--- Start of Excerpt to read ---

Why this scenario is confusing

The dependency service may be healthy while the resolution path is broken somewhere between the Container Apps environment, private DNS zone linkage, and the private endpoint network path. Cached results can also make the issue appear intermittent rather than deterministic.

Troubleshooting decision flow

flowchart TD
    A[Dependency unreachable from app] --> B{Hostname resolves to private IP?}
    B -->|No| C[Fix private DNS zone and VNet link]
    B -->|Yes| D{TCP path to endpoint works?}
    D -->|No| E[Fix NSG or route to private endpoint subnet]
    D -->|Yes| F[Investigate app auth or protocol settings]
    C --> G[Retest from container]
    E --> G
    F --> G

2. Common Misreadings

  • "Dependency service is down." Service may be healthy while DNS path is broken.
  • "It worked once, so DNS is fine." Cached lookups can hide intermittent forwarding issues.

3. Competing Hypotheses

Hypothesis Typical Evidence For Typical Evidence Against
H1: Missing private DNS zone link Hostname resolves publicly or not at all Correct private IP resolution from container
H2: DNS forwarder misconfiguration Random NXDOMAIN/timeout for private zones Stable resolution across replicas
H3: NSG or UDR blocks DNS or endpoint path DNS lookup or TCP checks timeout Network flow logs show allowed path

4. What to Check First

Metrics

  • Dependency timeout metrics and error-rate increase after network changes.

--- End of Excerpt to read ---
--- Start of Information provided ---

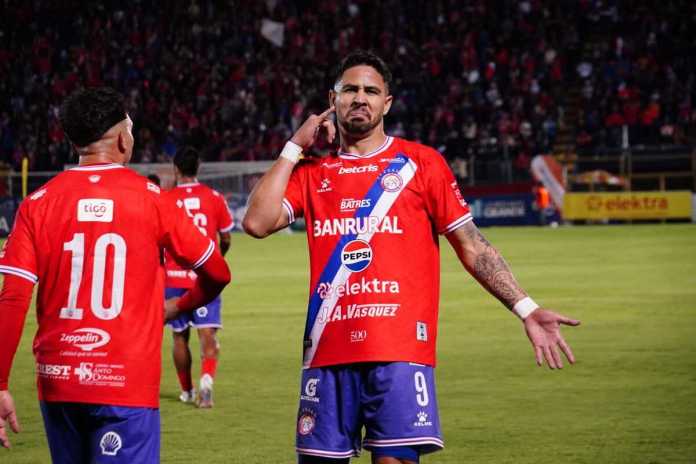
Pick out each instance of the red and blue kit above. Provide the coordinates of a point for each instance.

--- End of Information provided ---

To do:
• a. In the troubleshooting excerpt, what can make the issue appear intermittent rather than deterministic?
• b. Copy the troubleshooting excerpt from "3. Competing Hypotheses" up to and including "after network changes.", switching "replicas" to "instances".

Results in order:
• a. Cached results

• b.
3. Competing Hypotheses

Hypothesis Typical Evidence For Typical Evidence Against
H1: Missing private DNS zone link Hostname resolves publicly or not at all Correct private IP resolution from container
H2: DNS forwarder misconfiguration Random NXDOMAIN/timeout for private zones Stable resolution across instances
H3: NSG or UDR blocks DNS or endpoint path DNS lookup or TCP checks timeout Network flow logs show allowed path

4. What to Check First

Metrics

  • Dependency timeout metrics and error-rate increase after network changes.